* [EXERCISE AIM]: Copy out the data word for word, starting at the line that contains "point: crumbling masonry" and ending at the last line of the data, with both of those lines included.

* [MATERIAL]:
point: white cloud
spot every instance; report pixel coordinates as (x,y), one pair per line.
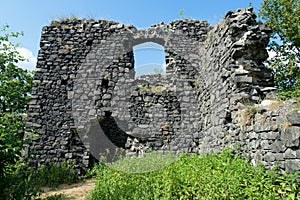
(30,62)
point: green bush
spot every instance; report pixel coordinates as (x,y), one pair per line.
(214,176)
(54,175)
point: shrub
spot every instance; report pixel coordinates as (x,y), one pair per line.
(214,176)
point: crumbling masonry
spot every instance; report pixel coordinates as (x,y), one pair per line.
(86,97)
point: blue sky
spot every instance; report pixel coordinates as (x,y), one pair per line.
(30,16)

* [EXERCISE OUTPUT]:
point: crumbling masonry
spot every instance; report pixel coordinates as (x,y), one pair per line.
(86,97)
point: blue sky
spot every instance; report pixel coordinates as (x,y), one pair per line.
(30,16)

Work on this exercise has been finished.